• **Given text**
The bigger raw-food question

Raaw Energy isn't an isolated incident. Worms & Germs Blog, run by veterinary infectious-disease researchers, has been documenting raw pet food recalls for years and described this episode as "largely expected" given the manufacturing constraints of the category. Raw meat at the human food-safety bar is hard. Raw meat produced by small co-packers, frozen, and sold direct-to-consumer in unmarked tubes is harder still.

That doesn't mean every raw feeder needs to switch tonight. It does mean three things:

  1. Know your manufacturer's pathogen-testing program — batch-level, third-party, with publicly posted results. Raaw Energy is buying a pathogen detection system now, after the recall. That's a tell.
  2. Treat raw the way you'd treat raw chicken for your kids' lunch. Dedicated cutting board, dedicated utensils, immediate hand wash, no countertop thaw.
  3. Consider gently cooked alternatives if anyone in the household is in the high-risk groups above. The nutritional gap between raw and lightly cooked whole-food diets is smaller than the raw-feeding internet usually claims.

A healthy young brindle Boxer eagerly eating gently steamed chicken and vegetables from a matte ceramic bowl on a light wood floor in a sunlit modern kitchen

If you're rethinking your dog's diet because of this recall, it's also worth pairing the conversation with two other 2026 health stories we've covered. The NC State UACR urine test for early kidney disease is now considered the most sensitive early-warning marker we have for dietary kidney stress, and the LA dog daycare leptospirosis outbreak is a useful reminder that many of the worst canine zoonotic infections come from environments and foods owners assumed were safe.

For dogs whose anxiety or behavior has shifted in the weeks since switching food — sometimes the first clinical hint of low-grade GI illness — the 50 cm rule from the DSTU anxiety study gives you a quick at-home baseline check.

What to do tonight

  1. Open your freezer. If you see a Raaw Energy plastic tube with a manufacturing date between July 17, 2025 and December 23, 2025, or the code 3.31.26.1, stop feeding it immediately.
  2. Bag it, seal it, and trash it in an outdoor bin.
  3. Deep-clean the freezer, bowl, and feeding area with a Listeria-rated disinfectant.
  4. Watch your dog for 7–14 days for vomiting, diarrhea, lethargy, or appetite loss — and call your vet at the first sign.
  5. Report any pet illness to the FDA Safety Reporting Portal so the agency can track the outbreak's true footprint.

Raw feeding can be done responsibly. But this recall — 22 lots to 180+ in four months, with regulators publicly chiding the manufacturer — is a hard reminder that "all-natural" is not a synonym for "safe."

• **Extracted entries**
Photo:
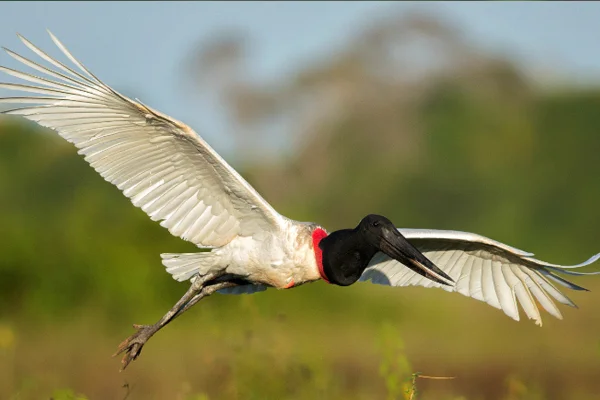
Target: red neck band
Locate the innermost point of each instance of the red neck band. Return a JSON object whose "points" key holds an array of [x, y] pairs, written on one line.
{"points": [[318, 235]]}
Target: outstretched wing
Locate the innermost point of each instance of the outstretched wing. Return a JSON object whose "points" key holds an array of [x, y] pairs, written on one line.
{"points": [[161, 164], [483, 269]]}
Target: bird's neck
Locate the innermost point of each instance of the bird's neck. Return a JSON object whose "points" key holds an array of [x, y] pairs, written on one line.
{"points": [[343, 257], [318, 235]]}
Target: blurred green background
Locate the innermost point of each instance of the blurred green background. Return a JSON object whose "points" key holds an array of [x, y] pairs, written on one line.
{"points": [[405, 118]]}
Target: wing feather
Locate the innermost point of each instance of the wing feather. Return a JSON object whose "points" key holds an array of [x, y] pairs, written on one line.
{"points": [[161, 164], [486, 270]]}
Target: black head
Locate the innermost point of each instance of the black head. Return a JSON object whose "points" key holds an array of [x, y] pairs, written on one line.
{"points": [[347, 253]]}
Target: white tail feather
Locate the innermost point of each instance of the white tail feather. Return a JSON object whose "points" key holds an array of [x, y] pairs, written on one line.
{"points": [[183, 266]]}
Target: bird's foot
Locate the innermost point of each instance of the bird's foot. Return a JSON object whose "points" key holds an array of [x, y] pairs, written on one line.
{"points": [[132, 346]]}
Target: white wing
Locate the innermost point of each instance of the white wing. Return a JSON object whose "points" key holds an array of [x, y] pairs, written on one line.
{"points": [[161, 164], [483, 269]]}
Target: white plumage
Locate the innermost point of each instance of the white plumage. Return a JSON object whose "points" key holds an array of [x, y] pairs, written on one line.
{"points": [[483, 269], [171, 173]]}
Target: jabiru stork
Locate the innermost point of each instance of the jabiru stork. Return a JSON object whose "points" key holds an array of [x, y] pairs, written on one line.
{"points": [[171, 173]]}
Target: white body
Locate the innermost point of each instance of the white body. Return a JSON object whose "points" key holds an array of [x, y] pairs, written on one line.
{"points": [[171, 173]]}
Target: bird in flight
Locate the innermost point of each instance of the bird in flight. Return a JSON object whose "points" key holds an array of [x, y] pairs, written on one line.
{"points": [[171, 173]]}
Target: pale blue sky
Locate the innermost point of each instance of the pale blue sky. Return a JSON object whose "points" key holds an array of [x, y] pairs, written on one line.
{"points": [[140, 46]]}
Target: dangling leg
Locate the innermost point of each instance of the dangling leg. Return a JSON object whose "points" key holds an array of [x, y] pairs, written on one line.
{"points": [[132, 346]]}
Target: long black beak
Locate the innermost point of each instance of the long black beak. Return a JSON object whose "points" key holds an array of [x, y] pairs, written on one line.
{"points": [[397, 247]]}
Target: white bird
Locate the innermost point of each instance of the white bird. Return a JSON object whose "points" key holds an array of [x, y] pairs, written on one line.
{"points": [[171, 173]]}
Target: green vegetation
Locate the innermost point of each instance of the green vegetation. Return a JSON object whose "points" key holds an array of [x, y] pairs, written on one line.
{"points": [[472, 148]]}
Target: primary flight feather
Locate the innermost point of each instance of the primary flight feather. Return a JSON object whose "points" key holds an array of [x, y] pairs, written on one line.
{"points": [[171, 173]]}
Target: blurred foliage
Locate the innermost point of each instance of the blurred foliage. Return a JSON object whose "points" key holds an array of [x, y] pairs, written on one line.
{"points": [[408, 120]]}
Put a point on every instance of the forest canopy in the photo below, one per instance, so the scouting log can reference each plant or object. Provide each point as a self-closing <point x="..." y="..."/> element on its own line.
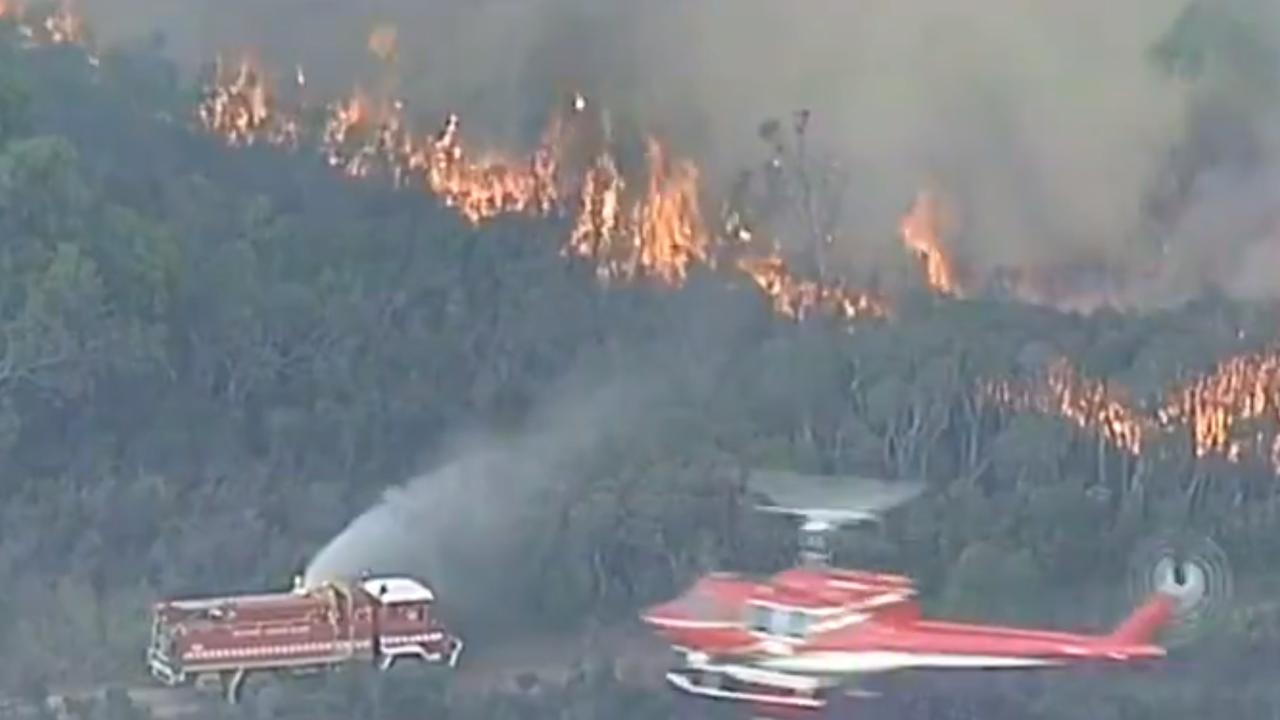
<point x="228" y="328"/>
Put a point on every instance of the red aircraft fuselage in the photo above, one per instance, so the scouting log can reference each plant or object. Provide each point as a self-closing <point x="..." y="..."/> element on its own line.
<point x="786" y="641"/>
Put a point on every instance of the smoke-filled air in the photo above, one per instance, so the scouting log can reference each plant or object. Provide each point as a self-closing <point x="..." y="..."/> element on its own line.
<point x="1046" y="130"/>
<point x="525" y="300"/>
<point x="462" y="523"/>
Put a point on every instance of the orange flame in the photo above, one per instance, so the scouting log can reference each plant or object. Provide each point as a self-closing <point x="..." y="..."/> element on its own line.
<point x="1220" y="410"/>
<point x="922" y="229"/>
<point x="1084" y="402"/>
<point x="658" y="233"/>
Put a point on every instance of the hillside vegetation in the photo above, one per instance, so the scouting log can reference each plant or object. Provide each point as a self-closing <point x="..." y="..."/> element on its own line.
<point x="211" y="360"/>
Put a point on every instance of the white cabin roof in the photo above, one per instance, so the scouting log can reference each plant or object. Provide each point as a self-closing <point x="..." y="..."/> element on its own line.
<point x="398" y="589"/>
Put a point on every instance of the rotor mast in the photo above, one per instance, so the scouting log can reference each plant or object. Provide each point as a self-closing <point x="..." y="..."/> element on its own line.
<point x="823" y="504"/>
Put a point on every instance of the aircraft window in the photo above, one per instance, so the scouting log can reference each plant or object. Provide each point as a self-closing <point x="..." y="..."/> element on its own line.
<point x="799" y="625"/>
<point x="705" y="606"/>
<point x="758" y="618"/>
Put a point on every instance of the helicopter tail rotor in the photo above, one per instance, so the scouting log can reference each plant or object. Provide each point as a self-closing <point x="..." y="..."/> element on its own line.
<point x="1191" y="569"/>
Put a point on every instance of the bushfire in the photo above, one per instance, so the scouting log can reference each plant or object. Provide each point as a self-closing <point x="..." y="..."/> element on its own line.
<point x="1230" y="413"/>
<point x="657" y="229"/>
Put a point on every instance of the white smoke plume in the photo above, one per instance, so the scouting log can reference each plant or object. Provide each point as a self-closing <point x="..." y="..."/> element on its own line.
<point x="464" y="527"/>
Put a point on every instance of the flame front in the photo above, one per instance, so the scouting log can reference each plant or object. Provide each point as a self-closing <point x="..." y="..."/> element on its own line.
<point x="657" y="232"/>
<point x="922" y="231"/>
<point x="1232" y="411"/>
<point x="62" y="26"/>
<point x="1084" y="402"/>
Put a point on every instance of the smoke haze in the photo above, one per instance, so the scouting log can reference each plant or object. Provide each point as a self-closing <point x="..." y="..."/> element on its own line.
<point x="1046" y="121"/>
<point x="466" y="527"/>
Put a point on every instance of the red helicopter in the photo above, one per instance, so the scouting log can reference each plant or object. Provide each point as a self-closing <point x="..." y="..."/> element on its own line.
<point x="794" y="639"/>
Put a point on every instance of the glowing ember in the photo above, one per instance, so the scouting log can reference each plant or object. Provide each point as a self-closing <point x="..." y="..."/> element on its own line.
<point x="1229" y="413"/>
<point x="922" y="229"/>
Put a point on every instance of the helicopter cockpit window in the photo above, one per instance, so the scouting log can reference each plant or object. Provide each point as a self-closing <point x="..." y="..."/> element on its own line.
<point x="758" y="618"/>
<point x="798" y="625"/>
<point x="704" y="606"/>
<point x="790" y="623"/>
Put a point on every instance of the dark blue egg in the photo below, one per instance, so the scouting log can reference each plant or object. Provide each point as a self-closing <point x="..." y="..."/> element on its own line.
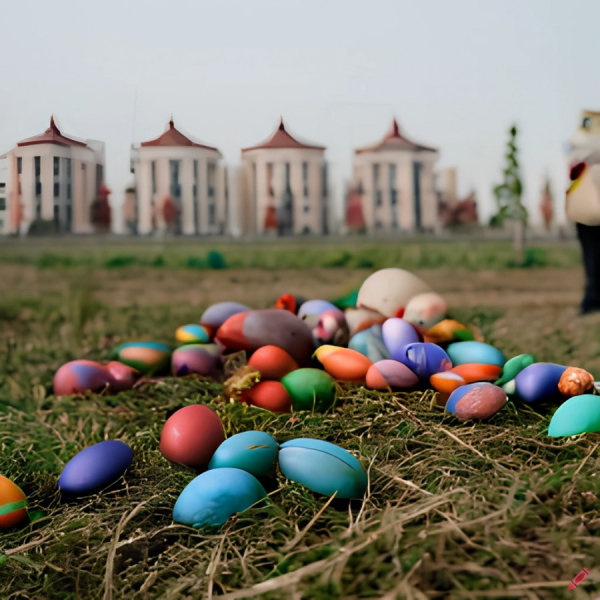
<point x="95" y="468"/>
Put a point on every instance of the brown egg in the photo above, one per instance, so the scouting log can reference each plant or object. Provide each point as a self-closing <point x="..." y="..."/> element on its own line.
<point x="272" y="362"/>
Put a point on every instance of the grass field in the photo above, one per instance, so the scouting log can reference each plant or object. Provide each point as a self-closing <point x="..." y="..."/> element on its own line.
<point x="493" y="510"/>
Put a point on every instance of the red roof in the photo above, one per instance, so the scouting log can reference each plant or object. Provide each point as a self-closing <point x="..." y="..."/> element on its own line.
<point x="394" y="140"/>
<point x="174" y="137"/>
<point x="52" y="135"/>
<point x="282" y="139"/>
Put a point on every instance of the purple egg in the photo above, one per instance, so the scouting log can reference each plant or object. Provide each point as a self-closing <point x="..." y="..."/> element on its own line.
<point x="536" y="382"/>
<point x="397" y="333"/>
<point x="425" y="359"/>
<point x="202" y="359"/>
<point x="95" y="468"/>
<point x="215" y="315"/>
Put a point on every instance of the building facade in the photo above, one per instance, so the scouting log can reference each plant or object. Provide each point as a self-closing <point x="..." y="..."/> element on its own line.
<point x="180" y="186"/>
<point x="395" y="180"/>
<point x="53" y="177"/>
<point x="284" y="187"/>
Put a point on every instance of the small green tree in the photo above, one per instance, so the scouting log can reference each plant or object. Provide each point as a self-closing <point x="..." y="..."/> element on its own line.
<point x="508" y="195"/>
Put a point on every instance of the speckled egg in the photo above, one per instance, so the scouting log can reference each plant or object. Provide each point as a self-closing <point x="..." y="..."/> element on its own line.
<point x="390" y="374"/>
<point x="95" y="468"/>
<point x="323" y="468"/>
<point x="13" y="504"/>
<point x="475" y="352"/>
<point x="310" y="389"/>
<point x="191" y="435"/>
<point x="252" y="451"/>
<point x="213" y="497"/>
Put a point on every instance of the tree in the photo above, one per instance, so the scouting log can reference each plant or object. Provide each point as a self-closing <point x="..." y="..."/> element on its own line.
<point x="101" y="213"/>
<point x="508" y="195"/>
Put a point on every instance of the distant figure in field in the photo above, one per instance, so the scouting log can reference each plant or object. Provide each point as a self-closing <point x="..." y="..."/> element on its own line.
<point x="583" y="202"/>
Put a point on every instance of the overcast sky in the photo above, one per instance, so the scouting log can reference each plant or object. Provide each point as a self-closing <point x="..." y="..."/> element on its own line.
<point x="456" y="74"/>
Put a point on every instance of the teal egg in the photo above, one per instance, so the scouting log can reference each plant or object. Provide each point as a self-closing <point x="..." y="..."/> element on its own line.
<point x="462" y="353"/>
<point x="323" y="468"/>
<point x="216" y="495"/>
<point x="580" y="414"/>
<point x="251" y="451"/>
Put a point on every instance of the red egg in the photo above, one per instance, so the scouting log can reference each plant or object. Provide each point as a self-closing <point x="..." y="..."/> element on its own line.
<point x="270" y="395"/>
<point x="272" y="362"/>
<point x="191" y="435"/>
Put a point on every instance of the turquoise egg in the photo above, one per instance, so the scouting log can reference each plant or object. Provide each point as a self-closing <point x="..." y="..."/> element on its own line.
<point x="580" y="414"/>
<point x="216" y="495"/>
<point x="323" y="468"/>
<point x="251" y="451"/>
<point x="462" y="353"/>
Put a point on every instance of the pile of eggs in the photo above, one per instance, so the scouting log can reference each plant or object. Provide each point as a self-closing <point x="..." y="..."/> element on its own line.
<point x="394" y="333"/>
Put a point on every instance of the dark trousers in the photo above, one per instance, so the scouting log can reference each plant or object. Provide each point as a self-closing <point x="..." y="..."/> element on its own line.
<point x="589" y="237"/>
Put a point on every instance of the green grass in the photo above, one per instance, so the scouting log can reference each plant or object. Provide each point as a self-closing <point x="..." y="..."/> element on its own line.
<point x="453" y="510"/>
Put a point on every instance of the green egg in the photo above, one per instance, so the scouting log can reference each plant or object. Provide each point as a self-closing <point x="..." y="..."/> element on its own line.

• **Work instruction A**
Answer each question from the recall article, one answer per line, marked (i), (ii) and (iii) to match.
(i) According to the recall article, what is Raaw Energy buying now, after the recall?
(ii) For how many days should owners watch their dog for symptoms?
(iii) How many lots did the recall grow from and to, and over what period?
• **Work instruction B**
List every symptom that the recall article tells owners to watch their dog for.
• **Work instruction C**
Return the passage from the recall article starting with "3. Consider gently" and going on through "internet usually claims.", copied word for word.

• **Exercise output A**
(i) A pathogen detection system.
(ii) 7–14 days.
(iii) From 22 lots to 180+ lots, in four months.

• **Exercise output B**
Vomiting, diarrhea, lethargy, appetite loss.

• **Exercise output C**
3. Consider gently cooked alternatives if anyone in the household is in the high-risk groups above. The nutritional gap between raw and lightly cooked whole-food diets is smaller than the raw-feeding internet usually claims.